Exercise directions: Please print the entries below exactly, from the line with "# annotate each instance of the castle wall" through the line with "# annotate each instance of the river water", including both of those lines and leaving out all others.

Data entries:
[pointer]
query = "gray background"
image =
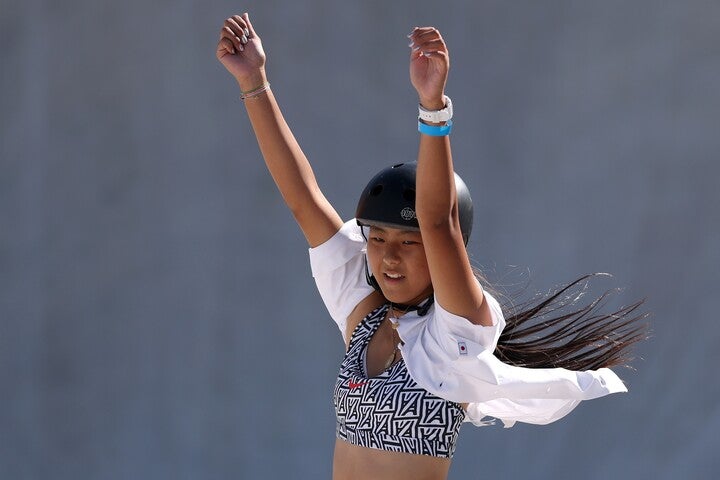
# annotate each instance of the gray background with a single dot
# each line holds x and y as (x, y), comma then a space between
(157, 314)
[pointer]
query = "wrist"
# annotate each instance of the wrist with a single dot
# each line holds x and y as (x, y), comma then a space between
(252, 82)
(438, 115)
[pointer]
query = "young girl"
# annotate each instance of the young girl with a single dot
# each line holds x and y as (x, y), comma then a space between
(427, 346)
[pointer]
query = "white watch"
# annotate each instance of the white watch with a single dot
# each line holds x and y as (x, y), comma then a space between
(436, 116)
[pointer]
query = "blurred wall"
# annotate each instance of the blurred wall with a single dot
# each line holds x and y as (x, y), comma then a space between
(157, 314)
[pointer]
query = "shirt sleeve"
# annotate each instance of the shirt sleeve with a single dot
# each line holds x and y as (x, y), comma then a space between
(454, 359)
(338, 267)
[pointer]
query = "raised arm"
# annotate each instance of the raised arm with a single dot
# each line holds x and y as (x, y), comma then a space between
(240, 51)
(454, 283)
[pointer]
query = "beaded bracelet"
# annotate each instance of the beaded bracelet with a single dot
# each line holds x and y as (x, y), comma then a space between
(255, 91)
(435, 130)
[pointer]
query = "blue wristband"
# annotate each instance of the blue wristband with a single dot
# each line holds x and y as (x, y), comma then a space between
(435, 130)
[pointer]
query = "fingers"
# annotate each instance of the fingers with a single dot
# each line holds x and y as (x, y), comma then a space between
(249, 26)
(427, 41)
(237, 31)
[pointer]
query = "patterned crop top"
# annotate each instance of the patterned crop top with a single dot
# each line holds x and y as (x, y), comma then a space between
(390, 411)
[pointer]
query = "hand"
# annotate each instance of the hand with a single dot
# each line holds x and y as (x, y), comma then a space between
(241, 53)
(429, 66)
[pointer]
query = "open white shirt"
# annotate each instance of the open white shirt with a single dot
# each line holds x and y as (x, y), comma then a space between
(452, 358)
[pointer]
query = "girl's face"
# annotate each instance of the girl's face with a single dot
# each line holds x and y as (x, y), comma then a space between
(397, 259)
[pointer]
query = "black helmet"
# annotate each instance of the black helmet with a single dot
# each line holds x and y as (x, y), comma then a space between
(389, 200)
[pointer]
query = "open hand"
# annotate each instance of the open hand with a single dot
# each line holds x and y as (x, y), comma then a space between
(240, 51)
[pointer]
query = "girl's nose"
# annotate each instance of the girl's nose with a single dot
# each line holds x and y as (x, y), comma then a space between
(391, 257)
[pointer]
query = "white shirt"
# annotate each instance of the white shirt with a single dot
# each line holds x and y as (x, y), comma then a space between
(452, 358)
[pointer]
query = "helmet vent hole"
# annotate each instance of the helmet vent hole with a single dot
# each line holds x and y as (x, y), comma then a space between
(409, 194)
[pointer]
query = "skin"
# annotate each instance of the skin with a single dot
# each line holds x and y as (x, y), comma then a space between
(409, 266)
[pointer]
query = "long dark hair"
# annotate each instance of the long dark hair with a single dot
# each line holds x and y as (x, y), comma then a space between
(562, 329)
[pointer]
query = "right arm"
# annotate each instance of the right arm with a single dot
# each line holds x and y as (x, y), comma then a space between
(240, 51)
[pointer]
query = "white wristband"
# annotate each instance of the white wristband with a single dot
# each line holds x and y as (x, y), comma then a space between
(436, 116)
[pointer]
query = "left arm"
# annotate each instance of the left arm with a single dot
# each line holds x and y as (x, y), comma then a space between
(454, 283)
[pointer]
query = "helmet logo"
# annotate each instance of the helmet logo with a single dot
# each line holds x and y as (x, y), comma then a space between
(407, 213)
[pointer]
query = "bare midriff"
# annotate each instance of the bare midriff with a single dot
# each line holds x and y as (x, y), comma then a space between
(352, 462)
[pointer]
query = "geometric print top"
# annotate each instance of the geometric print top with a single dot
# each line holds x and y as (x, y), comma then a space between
(390, 411)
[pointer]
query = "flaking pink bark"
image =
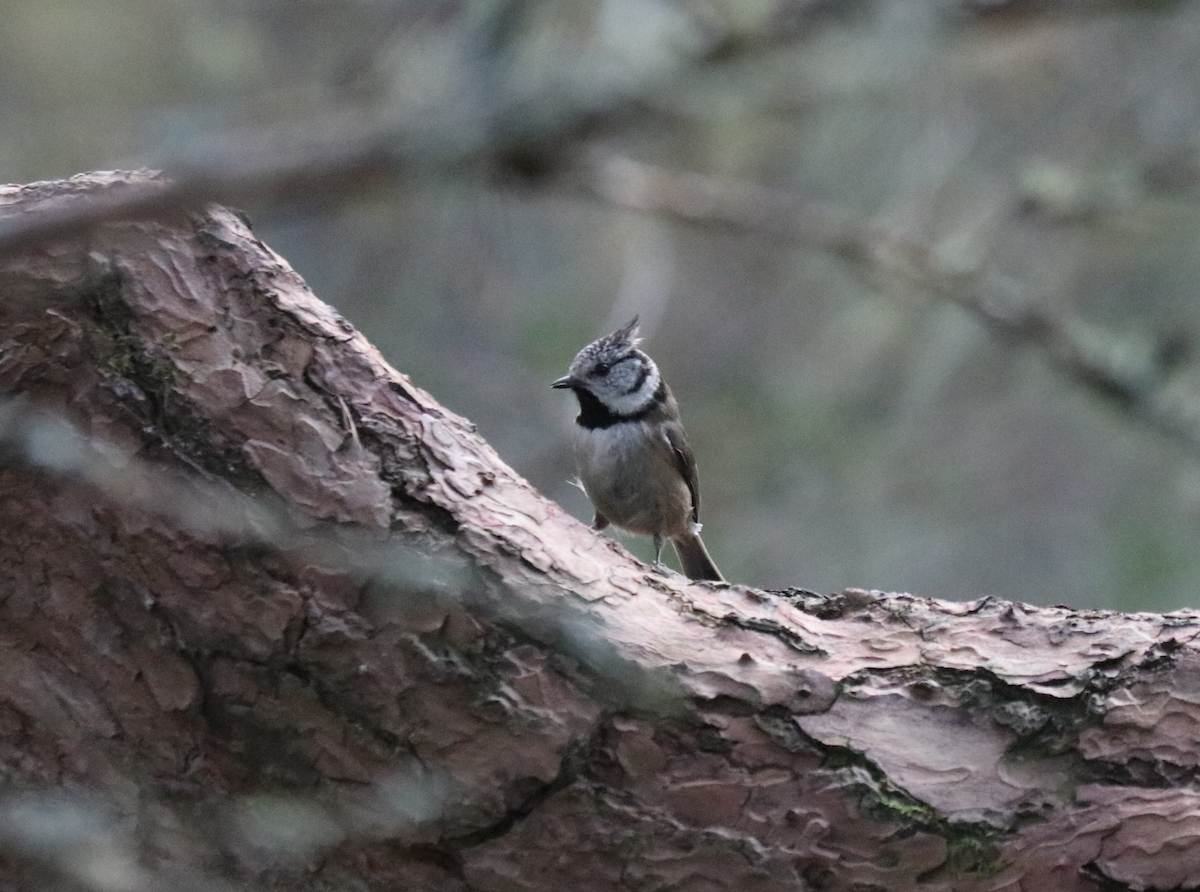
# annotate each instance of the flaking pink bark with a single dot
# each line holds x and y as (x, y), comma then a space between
(256, 560)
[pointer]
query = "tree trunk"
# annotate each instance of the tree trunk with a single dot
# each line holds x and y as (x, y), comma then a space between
(273, 616)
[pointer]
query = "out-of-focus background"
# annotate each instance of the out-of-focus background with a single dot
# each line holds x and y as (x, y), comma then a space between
(853, 425)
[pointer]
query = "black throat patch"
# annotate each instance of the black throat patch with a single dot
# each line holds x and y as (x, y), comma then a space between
(595, 415)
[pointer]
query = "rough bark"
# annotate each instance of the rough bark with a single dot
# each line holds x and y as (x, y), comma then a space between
(273, 616)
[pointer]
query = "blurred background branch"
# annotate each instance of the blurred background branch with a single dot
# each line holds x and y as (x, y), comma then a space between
(1139, 372)
(421, 163)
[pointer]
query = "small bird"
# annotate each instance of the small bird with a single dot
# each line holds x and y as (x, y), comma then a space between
(631, 453)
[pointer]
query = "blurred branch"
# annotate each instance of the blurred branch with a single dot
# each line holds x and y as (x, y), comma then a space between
(1144, 377)
(493, 123)
(203, 473)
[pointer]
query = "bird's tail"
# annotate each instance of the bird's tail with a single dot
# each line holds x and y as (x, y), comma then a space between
(695, 558)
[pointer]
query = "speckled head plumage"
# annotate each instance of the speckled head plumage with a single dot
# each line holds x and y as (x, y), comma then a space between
(631, 452)
(622, 378)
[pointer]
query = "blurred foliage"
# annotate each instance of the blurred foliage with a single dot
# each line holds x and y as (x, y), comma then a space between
(850, 431)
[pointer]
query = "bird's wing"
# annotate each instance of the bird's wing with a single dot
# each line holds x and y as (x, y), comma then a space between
(684, 462)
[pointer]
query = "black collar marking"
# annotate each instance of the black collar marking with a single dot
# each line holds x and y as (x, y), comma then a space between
(595, 415)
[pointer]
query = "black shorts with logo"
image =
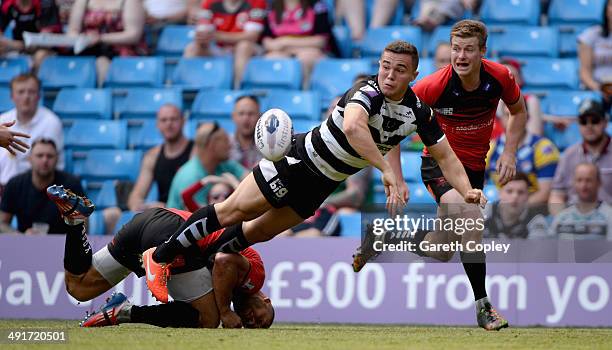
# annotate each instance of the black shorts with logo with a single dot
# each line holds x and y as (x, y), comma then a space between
(438, 185)
(145, 230)
(291, 182)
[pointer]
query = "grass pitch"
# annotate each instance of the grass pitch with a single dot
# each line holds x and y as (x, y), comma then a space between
(309, 336)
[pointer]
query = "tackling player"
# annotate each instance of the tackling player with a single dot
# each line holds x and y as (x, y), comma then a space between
(368, 123)
(464, 96)
(88, 276)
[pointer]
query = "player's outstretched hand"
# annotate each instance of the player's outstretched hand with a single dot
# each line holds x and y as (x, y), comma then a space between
(475, 196)
(395, 199)
(230, 319)
(506, 167)
(10, 139)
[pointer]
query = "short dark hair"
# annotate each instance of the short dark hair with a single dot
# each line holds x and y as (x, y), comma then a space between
(25, 77)
(44, 141)
(402, 47)
(469, 28)
(250, 97)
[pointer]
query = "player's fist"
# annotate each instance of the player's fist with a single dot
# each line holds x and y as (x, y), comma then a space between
(229, 319)
(475, 196)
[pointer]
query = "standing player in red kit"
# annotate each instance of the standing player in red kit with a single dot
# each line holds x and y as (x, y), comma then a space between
(464, 96)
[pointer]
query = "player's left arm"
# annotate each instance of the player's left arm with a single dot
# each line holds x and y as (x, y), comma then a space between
(517, 122)
(228, 272)
(395, 160)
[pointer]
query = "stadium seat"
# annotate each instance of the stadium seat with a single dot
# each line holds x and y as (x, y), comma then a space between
(568, 34)
(143, 133)
(83, 103)
(550, 73)
(563, 138)
(297, 104)
(376, 39)
(173, 40)
(350, 224)
(107, 164)
(521, 41)
(203, 73)
(440, 35)
(58, 72)
(277, 73)
(145, 102)
(587, 12)
(332, 77)
(83, 134)
(524, 12)
(226, 124)
(565, 103)
(419, 194)
(135, 72)
(342, 34)
(213, 104)
(411, 166)
(6, 102)
(11, 67)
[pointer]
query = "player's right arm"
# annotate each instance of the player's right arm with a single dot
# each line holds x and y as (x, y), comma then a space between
(228, 272)
(136, 200)
(355, 127)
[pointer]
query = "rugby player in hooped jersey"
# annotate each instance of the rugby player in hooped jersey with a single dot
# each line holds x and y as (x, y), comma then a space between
(368, 122)
(464, 96)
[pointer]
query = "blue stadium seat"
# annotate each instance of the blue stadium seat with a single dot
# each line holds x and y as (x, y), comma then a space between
(342, 34)
(376, 39)
(213, 104)
(277, 73)
(302, 125)
(491, 192)
(551, 73)
(11, 67)
(143, 133)
(203, 73)
(419, 194)
(135, 72)
(145, 102)
(83, 134)
(568, 34)
(563, 138)
(587, 12)
(173, 40)
(350, 224)
(83, 103)
(298, 104)
(57, 72)
(332, 77)
(5, 100)
(521, 41)
(107, 164)
(411, 166)
(524, 12)
(226, 124)
(566, 103)
(440, 35)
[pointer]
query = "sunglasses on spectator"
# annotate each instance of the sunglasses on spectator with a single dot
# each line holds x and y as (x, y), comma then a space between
(592, 120)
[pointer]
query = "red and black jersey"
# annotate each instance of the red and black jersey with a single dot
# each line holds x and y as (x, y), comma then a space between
(248, 17)
(41, 16)
(467, 117)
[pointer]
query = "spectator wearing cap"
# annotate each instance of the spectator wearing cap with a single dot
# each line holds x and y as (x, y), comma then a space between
(212, 157)
(594, 148)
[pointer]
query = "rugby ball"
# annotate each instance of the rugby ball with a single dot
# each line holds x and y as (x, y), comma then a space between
(273, 134)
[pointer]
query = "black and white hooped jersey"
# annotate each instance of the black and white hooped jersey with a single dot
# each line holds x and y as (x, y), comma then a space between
(389, 122)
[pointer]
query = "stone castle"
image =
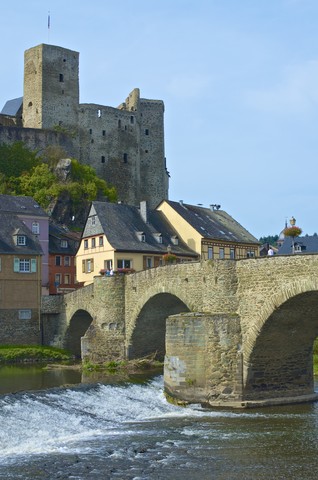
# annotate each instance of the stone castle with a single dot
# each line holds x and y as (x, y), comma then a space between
(124, 145)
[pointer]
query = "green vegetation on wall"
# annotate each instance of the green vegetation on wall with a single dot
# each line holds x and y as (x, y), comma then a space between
(22, 172)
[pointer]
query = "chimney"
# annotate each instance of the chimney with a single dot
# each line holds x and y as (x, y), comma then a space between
(144, 211)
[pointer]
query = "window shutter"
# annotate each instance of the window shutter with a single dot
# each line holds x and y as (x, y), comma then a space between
(16, 265)
(33, 265)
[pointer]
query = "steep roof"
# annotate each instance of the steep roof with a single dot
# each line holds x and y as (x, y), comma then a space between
(122, 224)
(11, 225)
(21, 205)
(308, 244)
(58, 233)
(12, 107)
(213, 224)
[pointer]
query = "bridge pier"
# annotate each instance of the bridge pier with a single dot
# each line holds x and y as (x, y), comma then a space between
(203, 362)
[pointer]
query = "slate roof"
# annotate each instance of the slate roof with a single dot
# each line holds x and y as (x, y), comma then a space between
(308, 244)
(56, 234)
(9, 225)
(12, 107)
(213, 224)
(121, 224)
(21, 205)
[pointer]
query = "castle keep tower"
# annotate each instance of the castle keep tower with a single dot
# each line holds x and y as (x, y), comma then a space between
(51, 87)
(124, 145)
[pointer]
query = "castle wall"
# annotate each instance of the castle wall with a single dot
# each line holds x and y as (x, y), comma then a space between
(51, 87)
(124, 145)
(38, 140)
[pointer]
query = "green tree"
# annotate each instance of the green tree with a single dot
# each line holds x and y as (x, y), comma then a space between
(16, 159)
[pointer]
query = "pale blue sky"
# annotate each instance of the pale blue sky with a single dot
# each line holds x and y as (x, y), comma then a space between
(239, 79)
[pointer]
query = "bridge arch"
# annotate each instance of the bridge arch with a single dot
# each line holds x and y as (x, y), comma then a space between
(278, 353)
(148, 331)
(77, 327)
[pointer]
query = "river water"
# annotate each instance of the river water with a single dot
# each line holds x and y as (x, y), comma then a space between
(129, 431)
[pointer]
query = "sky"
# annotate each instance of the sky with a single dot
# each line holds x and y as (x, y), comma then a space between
(239, 80)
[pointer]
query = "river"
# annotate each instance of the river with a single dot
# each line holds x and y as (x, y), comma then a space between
(129, 431)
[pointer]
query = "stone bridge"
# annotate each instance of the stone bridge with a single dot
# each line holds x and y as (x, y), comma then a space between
(233, 333)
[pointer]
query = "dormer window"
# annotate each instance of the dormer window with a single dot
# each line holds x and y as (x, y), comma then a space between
(141, 236)
(175, 240)
(158, 237)
(36, 228)
(21, 240)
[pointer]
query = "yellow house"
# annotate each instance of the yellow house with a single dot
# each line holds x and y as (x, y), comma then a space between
(124, 238)
(210, 232)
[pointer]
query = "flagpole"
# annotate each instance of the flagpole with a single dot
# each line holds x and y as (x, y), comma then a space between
(48, 27)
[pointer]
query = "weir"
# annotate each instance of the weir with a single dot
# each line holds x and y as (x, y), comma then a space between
(234, 333)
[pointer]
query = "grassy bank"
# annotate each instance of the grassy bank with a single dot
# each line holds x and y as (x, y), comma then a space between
(34, 353)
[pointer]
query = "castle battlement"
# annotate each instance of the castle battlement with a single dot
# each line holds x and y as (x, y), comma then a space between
(125, 145)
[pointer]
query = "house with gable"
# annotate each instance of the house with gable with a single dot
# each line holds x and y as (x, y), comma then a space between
(210, 232)
(20, 282)
(37, 221)
(63, 246)
(122, 237)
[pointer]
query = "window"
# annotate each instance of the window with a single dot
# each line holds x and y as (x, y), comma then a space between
(24, 265)
(123, 263)
(88, 265)
(25, 314)
(21, 240)
(108, 264)
(36, 228)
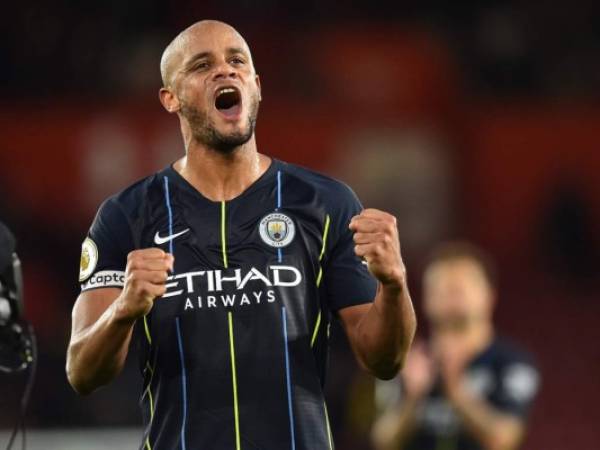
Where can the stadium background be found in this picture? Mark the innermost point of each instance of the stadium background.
(479, 120)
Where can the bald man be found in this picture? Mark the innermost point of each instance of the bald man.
(226, 269)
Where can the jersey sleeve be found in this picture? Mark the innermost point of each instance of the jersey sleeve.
(346, 279)
(519, 384)
(104, 250)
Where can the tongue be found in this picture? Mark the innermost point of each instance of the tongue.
(232, 111)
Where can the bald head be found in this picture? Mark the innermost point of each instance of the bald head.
(204, 33)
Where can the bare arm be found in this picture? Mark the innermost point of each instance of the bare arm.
(381, 333)
(103, 320)
(100, 337)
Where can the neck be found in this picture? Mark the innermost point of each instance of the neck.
(222, 176)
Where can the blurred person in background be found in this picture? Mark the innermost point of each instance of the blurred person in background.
(466, 388)
(226, 268)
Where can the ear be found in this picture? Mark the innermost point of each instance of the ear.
(257, 78)
(169, 101)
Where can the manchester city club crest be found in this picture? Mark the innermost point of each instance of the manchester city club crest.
(277, 230)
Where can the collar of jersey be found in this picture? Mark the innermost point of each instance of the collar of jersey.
(265, 178)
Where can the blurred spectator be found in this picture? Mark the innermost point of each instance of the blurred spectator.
(466, 388)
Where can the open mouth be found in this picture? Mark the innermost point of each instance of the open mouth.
(228, 101)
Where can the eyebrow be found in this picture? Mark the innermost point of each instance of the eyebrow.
(206, 54)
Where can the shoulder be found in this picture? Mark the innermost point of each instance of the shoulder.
(336, 194)
(516, 370)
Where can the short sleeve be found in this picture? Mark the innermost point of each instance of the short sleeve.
(104, 250)
(347, 281)
(519, 384)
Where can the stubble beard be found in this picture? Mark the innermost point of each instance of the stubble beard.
(205, 132)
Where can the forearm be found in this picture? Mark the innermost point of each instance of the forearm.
(96, 354)
(392, 429)
(385, 332)
(491, 428)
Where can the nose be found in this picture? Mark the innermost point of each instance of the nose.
(224, 70)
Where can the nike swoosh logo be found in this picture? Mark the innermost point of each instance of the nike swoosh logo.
(161, 240)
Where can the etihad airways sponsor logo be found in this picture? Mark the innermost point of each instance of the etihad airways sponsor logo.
(233, 279)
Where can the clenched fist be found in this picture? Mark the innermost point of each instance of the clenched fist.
(376, 241)
(145, 277)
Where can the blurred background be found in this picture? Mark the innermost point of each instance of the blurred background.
(473, 119)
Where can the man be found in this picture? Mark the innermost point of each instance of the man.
(226, 269)
(470, 389)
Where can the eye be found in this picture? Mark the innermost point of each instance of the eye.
(202, 65)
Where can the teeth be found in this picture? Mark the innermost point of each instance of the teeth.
(226, 90)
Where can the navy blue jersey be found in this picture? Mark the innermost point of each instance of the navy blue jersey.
(502, 374)
(234, 355)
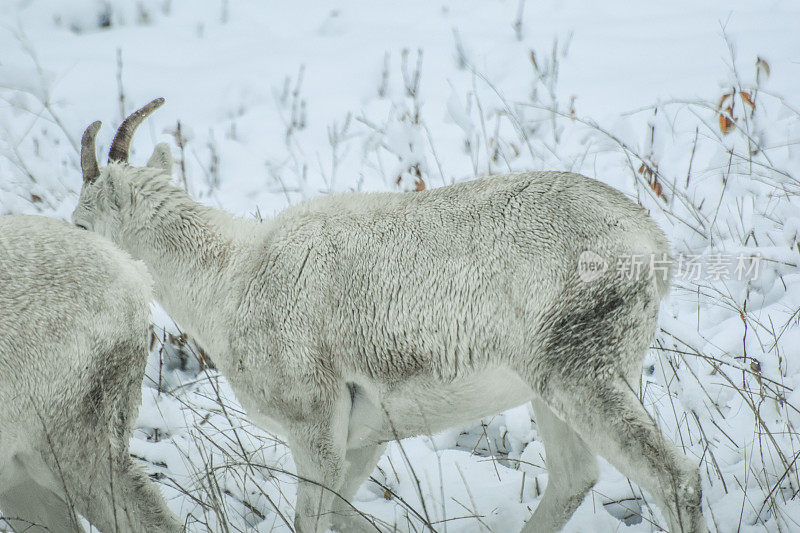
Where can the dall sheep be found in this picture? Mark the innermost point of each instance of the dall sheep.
(351, 320)
(74, 313)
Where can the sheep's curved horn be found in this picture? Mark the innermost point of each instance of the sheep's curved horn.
(118, 153)
(88, 155)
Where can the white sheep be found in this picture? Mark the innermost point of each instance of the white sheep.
(354, 319)
(74, 312)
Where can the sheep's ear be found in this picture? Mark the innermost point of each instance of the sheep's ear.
(161, 158)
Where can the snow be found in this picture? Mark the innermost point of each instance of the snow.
(281, 102)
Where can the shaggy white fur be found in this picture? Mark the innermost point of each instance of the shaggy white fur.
(354, 319)
(74, 313)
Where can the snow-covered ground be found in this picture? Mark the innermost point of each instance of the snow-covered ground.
(272, 103)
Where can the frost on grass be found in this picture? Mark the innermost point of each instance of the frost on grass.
(442, 94)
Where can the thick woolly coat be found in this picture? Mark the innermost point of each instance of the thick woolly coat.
(74, 316)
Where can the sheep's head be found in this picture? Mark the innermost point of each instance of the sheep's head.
(107, 191)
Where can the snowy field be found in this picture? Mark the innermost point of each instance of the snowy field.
(691, 108)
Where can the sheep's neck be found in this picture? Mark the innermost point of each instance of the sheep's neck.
(190, 252)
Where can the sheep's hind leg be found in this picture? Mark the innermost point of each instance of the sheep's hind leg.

Completed task:
# annotate each instance of the castle wall with a single dot
# each line holds x and y as (x, y), comma then a space between
(51, 87)
(124, 145)
(38, 140)
[pointer]
query = "green tree"
# annotate each instance of the green tree with a single dot
# each line holds x and y as (x, y), comma then a space between
(16, 159)
[pointer]
query = "pale blue sky"
# annotate each instance of the pale blue sky with a single dot
# each line holds x and y as (x, y), comma then a space between
(239, 79)
[pointer]
query = "bridge arch"
# annotate each instance of the bridge arch with a single dot
# each line holds x and y as (x, y), comma then a space between
(278, 353)
(148, 331)
(77, 327)
[pointer]
query = "river water"
# annotate each instance of the river water with a single dot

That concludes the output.